---------- SOURCE TEXT

Have any other fresh market growers had a dreaded case of “bitter poison Delicatas?” GTF’s padrone, John Eveland, had more than one market customer approach him in autumn of 2000 with terrifying accounts of throat clenching bitterness from a single bite of his perfect Delicata squash. The victims were so emphatic, the threat of legal action so palpable, that John began calling every Delicata source in the country to find out exactly where his seed came from, and to make sure he didn’t plant seed from the same lot again. Turns out, every dealer in the USA had seed from the same field in Colorado, and this huge lot was very slightly contaminated by the bitterness gene found in C. pepo gourds. Perhaps one bitter squash in several thousand...What to do?
John had kept his own Delicata seed from 1988 thru 1994 (when he went over to buying commercial seed). We went into the freezer to find his old selection, and used this for stock seed in 2001. We found the fruits longer and more uniform, finer textured, sweeter, and significantly longer keeping than other strains. Other local farmers report the same.
We’ve never had a report of a bitter squash from this line. Not one.

--------------------
---------- EXTRACTED INFORMATION

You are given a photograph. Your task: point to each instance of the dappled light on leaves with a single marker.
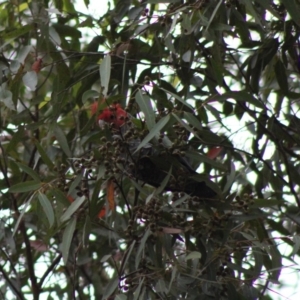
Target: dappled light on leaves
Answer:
(151, 152)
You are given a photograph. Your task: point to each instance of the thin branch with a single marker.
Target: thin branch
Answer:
(50, 269)
(12, 286)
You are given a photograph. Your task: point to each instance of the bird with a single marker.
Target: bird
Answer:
(150, 164)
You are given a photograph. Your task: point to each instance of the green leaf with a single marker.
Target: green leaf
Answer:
(72, 208)
(105, 69)
(145, 105)
(29, 171)
(26, 186)
(16, 32)
(89, 94)
(30, 79)
(67, 239)
(6, 98)
(178, 98)
(241, 96)
(154, 132)
(293, 9)
(75, 183)
(45, 203)
(110, 288)
(16, 227)
(164, 182)
(62, 140)
(43, 155)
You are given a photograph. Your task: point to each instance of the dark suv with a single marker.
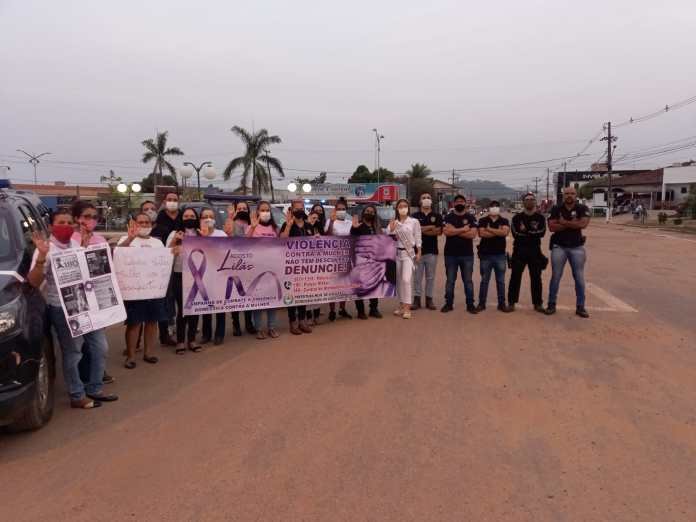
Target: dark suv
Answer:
(27, 362)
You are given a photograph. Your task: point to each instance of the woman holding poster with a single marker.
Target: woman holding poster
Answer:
(145, 313)
(408, 237)
(263, 225)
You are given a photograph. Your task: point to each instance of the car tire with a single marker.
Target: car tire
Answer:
(40, 410)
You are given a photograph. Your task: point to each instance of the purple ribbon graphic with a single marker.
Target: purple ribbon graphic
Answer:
(197, 274)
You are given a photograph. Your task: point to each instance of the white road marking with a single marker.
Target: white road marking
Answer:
(615, 304)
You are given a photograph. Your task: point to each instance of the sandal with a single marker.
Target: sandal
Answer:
(84, 404)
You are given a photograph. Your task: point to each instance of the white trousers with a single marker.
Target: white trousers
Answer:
(404, 277)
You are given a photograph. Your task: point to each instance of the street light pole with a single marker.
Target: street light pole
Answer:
(33, 159)
(198, 172)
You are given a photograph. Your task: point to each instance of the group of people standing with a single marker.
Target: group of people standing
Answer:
(416, 237)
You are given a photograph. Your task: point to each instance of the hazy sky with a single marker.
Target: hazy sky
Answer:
(452, 84)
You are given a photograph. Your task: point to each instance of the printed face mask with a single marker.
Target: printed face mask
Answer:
(62, 233)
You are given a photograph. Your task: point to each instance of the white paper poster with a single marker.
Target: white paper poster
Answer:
(143, 273)
(88, 288)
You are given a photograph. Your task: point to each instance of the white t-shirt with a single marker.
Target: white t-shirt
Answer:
(341, 227)
(50, 289)
(149, 242)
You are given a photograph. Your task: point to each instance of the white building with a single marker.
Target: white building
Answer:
(676, 181)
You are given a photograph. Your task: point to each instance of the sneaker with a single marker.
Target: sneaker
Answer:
(580, 310)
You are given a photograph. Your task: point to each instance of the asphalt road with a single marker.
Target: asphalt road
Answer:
(444, 417)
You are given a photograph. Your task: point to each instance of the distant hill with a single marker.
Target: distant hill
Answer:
(482, 188)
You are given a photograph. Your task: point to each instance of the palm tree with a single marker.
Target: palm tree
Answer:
(256, 161)
(418, 171)
(157, 150)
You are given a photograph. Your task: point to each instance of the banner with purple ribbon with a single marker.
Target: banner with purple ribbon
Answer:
(229, 274)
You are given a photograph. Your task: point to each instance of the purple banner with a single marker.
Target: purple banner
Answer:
(231, 274)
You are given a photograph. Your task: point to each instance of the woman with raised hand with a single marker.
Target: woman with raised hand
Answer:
(263, 225)
(408, 238)
(237, 225)
(207, 229)
(185, 325)
(142, 313)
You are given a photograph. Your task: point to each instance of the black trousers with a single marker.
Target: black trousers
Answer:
(185, 326)
(520, 260)
(219, 326)
(360, 305)
(297, 312)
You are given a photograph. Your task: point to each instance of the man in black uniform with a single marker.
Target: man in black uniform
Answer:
(568, 244)
(493, 229)
(460, 230)
(528, 227)
(431, 228)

--------------------

Answer these questions from the Delicata squash text:
(a) In what season and year did customers approach John Eveland about bitter Delicatas?
(b) Over which years did John keep his own Delicata seed?
(c) How did the fruits from his old selection compare with other strains?

(a) Autumn of 2000.
(b) From 1988 through 1994.
(c) They were longer and more uniform, finer textured, sweeter, and significantly longer keeping.